• **Task**: Express every line of the records below as a numbered list, and leave out any blank lines.

**** Stored data ****

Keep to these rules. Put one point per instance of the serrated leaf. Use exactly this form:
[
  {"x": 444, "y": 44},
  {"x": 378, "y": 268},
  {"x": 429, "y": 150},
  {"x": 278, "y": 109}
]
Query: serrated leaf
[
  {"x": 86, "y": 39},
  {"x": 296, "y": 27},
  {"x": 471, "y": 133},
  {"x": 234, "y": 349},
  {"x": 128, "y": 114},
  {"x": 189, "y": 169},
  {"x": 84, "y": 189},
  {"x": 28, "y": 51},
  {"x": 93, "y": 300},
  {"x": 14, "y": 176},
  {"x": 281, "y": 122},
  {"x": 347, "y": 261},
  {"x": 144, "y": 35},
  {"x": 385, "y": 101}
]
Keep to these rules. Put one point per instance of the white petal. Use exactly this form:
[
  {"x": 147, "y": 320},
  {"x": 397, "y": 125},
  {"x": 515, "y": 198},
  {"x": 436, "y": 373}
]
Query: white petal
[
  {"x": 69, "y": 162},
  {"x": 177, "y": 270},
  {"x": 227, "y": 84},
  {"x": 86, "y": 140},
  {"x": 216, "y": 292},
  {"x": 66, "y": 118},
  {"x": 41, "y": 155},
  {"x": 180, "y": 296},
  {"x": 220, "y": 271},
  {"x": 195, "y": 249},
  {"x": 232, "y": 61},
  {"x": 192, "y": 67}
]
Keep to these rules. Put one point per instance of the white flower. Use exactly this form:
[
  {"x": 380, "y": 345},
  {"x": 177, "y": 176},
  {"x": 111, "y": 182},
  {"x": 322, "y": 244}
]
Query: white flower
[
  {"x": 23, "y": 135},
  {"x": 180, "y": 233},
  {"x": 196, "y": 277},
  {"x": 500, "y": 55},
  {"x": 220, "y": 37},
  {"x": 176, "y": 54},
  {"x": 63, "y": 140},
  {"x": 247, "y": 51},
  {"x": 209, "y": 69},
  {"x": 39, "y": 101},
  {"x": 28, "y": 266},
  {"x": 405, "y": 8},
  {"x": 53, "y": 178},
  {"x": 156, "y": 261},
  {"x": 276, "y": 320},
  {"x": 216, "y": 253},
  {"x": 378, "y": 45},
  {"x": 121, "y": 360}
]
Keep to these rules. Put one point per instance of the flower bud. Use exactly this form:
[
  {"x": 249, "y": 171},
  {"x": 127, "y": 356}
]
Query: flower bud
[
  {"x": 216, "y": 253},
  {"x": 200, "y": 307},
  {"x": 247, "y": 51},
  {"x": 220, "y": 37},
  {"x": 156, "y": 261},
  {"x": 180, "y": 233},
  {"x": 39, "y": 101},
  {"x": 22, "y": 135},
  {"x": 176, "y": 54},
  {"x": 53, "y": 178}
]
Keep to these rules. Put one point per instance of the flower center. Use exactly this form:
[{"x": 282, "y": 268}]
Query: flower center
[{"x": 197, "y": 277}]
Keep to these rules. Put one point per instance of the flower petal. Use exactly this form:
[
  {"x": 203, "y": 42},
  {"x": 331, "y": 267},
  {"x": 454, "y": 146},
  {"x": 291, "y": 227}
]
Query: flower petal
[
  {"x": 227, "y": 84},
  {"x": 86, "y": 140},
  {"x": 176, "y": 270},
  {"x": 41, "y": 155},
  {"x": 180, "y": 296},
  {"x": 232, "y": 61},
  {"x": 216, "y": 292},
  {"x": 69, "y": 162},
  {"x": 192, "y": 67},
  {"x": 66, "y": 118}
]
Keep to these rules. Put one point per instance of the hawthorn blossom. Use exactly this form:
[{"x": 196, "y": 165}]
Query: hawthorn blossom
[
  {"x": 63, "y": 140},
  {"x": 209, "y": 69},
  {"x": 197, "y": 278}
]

****

• **Output of the task**:
1. Keep to these rules. Put one point per instance of the serrated leaf. Use exactly this form:
2. [
3.   {"x": 444, "y": 44},
4.   {"x": 378, "y": 268},
5.   {"x": 429, "y": 150},
6.   {"x": 278, "y": 109}
7. ]
8. Query: serrated leaf
9. [
10.   {"x": 86, "y": 39},
11.   {"x": 296, "y": 27},
12.   {"x": 471, "y": 133},
13.   {"x": 234, "y": 349},
14.   {"x": 128, "y": 114},
15.   {"x": 189, "y": 169},
16.   {"x": 84, "y": 189},
17.   {"x": 28, "y": 51},
18.   {"x": 93, "y": 300},
19.   {"x": 14, "y": 176},
20.   {"x": 281, "y": 122},
21.   {"x": 347, "y": 261},
22.   {"x": 144, "y": 35},
23.   {"x": 385, "y": 101}
24. ]
25. Keep to these rules. Put one point per instance of the white petal. Use exactly this form:
26. [
27.   {"x": 147, "y": 320},
28.   {"x": 397, "y": 125},
29.   {"x": 515, "y": 198},
30.   {"x": 436, "y": 373}
31. ]
32. Query: white petal
33. [
34.   {"x": 69, "y": 162},
35.   {"x": 177, "y": 270},
36.   {"x": 227, "y": 84},
37.   {"x": 86, "y": 140},
38.   {"x": 216, "y": 292},
39.   {"x": 66, "y": 118},
40.   {"x": 41, "y": 155},
41.   {"x": 180, "y": 296},
42.   {"x": 220, "y": 271},
43.   {"x": 195, "y": 249},
44.   {"x": 232, "y": 61},
45.   {"x": 192, "y": 67}
46. ]
47. Keep to these rules. Put one point per instance of the white flower. Use exactly this form:
48. [
49.   {"x": 380, "y": 345},
50.   {"x": 177, "y": 176},
51.   {"x": 111, "y": 182},
52.   {"x": 322, "y": 244}
53. ]
54. Query: white flower
55. [
56.   {"x": 23, "y": 135},
57.   {"x": 180, "y": 233},
58.   {"x": 196, "y": 277},
59.   {"x": 500, "y": 55},
60.   {"x": 220, "y": 37},
61.   {"x": 176, "y": 54},
62.   {"x": 63, "y": 140},
63.   {"x": 247, "y": 51},
64.   {"x": 209, "y": 69},
65.   {"x": 39, "y": 101},
66.   {"x": 28, "y": 266},
67.   {"x": 405, "y": 8},
68.   {"x": 53, "y": 178},
69.   {"x": 156, "y": 261},
70.   {"x": 276, "y": 320},
71.   {"x": 216, "y": 253},
72.   {"x": 378, "y": 45},
73.   {"x": 121, "y": 360}
74. ]
75. Keep to these rules. Put one point per instance of the flower bud. Use exactly this form:
76. [
77.   {"x": 249, "y": 171},
78.   {"x": 127, "y": 356}
79. ]
80. Query: flower bud
81. [
82.   {"x": 216, "y": 253},
83.   {"x": 200, "y": 307},
84.   {"x": 247, "y": 51},
85.   {"x": 220, "y": 37},
86.   {"x": 156, "y": 261},
87.   {"x": 180, "y": 233},
88.   {"x": 39, "y": 101},
89.   {"x": 22, "y": 135},
90.   {"x": 176, "y": 54},
91.   {"x": 53, "y": 178}
92. ]
93. Keep to these rules. Put one point per instance of the flower center. Use exactly this form:
94. [{"x": 282, "y": 268}]
95. Query: flower center
96. [{"x": 197, "y": 277}]
97. Keep to these rules. Put one point per instance of the flower petal. Use exactly this form:
98. [
99.   {"x": 203, "y": 42},
100.   {"x": 331, "y": 267},
101.   {"x": 454, "y": 146},
102.   {"x": 291, "y": 227}
103. ]
104. Query: flower petal
105. [
106.   {"x": 227, "y": 84},
107.   {"x": 86, "y": 140},
108.   {"x": 176, "y": 270},
109.   {"x": 41, "y": 155},
110.   {"x": 180, "y": 296},
111.   {"x": 232, "y": 61},
112.   {"x": 216, "y": 292},
113.   {"x": 69, "y": 162},
114.   {"x": 192, "y": 67},
115.   {"x": 66, "y": 118}
116. ]
117. Keep to these rules. Put one point per instance of the hawthorn blossom. Use exactly this form:
118. [{"x": 196, "y": 165}]
119. Query: hawthorn blossom
120. [
121.   {"x": 63, "y": 140},
122.   {"x": 209, "y": 69},
123.   {"x": 197, "y": 278}
124. ]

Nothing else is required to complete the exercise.